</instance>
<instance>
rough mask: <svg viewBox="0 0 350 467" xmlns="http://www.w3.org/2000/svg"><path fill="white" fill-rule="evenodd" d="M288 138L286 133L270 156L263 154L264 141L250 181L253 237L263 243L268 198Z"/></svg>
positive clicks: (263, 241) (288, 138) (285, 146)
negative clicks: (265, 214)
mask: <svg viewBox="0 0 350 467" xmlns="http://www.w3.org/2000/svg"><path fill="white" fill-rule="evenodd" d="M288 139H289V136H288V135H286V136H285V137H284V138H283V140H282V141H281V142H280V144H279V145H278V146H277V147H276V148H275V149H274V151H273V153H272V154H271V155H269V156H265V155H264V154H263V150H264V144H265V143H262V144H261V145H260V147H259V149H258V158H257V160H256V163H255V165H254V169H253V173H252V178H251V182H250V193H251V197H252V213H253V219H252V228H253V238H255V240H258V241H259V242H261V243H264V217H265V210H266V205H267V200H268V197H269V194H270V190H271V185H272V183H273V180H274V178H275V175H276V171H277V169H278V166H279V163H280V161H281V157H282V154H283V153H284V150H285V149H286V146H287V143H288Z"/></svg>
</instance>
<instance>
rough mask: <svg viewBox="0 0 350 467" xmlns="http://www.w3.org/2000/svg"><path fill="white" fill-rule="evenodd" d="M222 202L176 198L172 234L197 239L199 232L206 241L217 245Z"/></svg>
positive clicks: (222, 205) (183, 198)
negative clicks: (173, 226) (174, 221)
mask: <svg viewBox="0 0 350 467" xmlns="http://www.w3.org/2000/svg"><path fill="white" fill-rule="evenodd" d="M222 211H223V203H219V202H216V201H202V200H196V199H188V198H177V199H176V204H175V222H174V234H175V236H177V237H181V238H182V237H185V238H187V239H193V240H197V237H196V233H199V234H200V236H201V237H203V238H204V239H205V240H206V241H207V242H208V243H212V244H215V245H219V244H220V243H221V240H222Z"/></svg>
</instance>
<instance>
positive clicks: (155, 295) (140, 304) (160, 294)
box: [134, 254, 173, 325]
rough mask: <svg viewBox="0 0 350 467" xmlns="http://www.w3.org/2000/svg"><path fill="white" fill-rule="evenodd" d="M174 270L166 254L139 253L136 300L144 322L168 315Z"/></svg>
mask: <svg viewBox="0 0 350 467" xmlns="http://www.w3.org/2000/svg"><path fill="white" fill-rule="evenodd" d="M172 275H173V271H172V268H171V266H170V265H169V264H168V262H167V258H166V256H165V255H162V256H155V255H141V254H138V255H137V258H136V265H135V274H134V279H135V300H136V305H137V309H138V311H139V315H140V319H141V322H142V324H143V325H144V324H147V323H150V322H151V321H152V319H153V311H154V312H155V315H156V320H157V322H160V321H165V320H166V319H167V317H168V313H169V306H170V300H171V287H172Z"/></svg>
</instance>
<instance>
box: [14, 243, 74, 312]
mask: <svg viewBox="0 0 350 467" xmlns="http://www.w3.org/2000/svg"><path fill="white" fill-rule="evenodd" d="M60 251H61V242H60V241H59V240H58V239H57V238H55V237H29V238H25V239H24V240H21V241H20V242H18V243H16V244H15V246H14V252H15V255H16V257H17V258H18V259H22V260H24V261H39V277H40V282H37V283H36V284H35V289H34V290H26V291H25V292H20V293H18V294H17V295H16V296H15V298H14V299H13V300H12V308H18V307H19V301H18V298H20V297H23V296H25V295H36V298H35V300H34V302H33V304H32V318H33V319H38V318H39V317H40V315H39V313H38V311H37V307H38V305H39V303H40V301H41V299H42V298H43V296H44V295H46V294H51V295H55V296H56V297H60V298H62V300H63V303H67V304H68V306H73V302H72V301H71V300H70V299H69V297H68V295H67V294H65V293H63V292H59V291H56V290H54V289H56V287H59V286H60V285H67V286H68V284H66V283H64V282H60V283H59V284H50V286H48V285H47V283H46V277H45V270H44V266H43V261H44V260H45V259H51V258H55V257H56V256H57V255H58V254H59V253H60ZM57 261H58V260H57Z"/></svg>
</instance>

Exercise objective:
Among the records above, extract exactly the lines from the line with "negative clicks: (265, 214)" to the line with "box: [134, 254, 173, 325]", both lines included, and leave out the rest.

Solution:
negative clicks: (265, 214)
mask: <svg viewBox="0 0 350 467" xmlns="http://www.w3.org/2000/svg"><path fill="white" fill-rule="evenodd" d="M288 139H289V136H288V135H286V136H285V137H284V138H283V140H282V141H281V142H280V144H279V145H278V146H277V147H276V148H275V149H274V151H273V153H272V154H271V155H269V156H265V155H264V154H263V150H264V144H265V143H262V144H261V145H260V147H259V149H258V158H257V160H256V163H255V165H254V169H253V173H252V178H251V182H250V193H251V197H252V213H253V219H252V228H253V238H255V240H258V241H259V242H261V243H264V217H265V210H266V205H267V200H268V197H269V194H270V190H271V185H272V183H273V180H274V178H275V175H276V171H277V169H278V166H279V163H280V161H281V157H282V154H283V153H284V150H285V149H286V146H287V143H288Z"/></svg>
</instance>
<instance>
rough mask: <svg viewBox="0 0 350 467" xmlns="http://www.w3.org/2000/svg"><path fill="white" fill-rule="evenodd" d="M222 202L176 198L172 234L197 239L199 232L206 241L217 245Z"/></svg>
positive clicks: (222, 205) (183, 198)
negative clicks: (173, 226) (174, 221)
mask: <svg viewBox="0 0 350 467" xmlns="http://www.w3.org/2000/svg"><path fill="white" fill-rule="evenodd" d="M222 211H223V203H219V202H216V201H202V200H196V199H188V198H177V199H176V204H175V222H174V234H175V236H177V237H181V238H182V237H185V238H187V239H193V240H197V237H196V233H199V234H200V236H201V237H203V238H204V239H205V240H206V241H207V242H208V243H212V244H215V245H219V244H220V243H221V240H222Z"/></svg>
</instance>
<instance>
positive clicks: (155, 295) (140, 304) (160, 294)
box: [134, 254, 173, 325]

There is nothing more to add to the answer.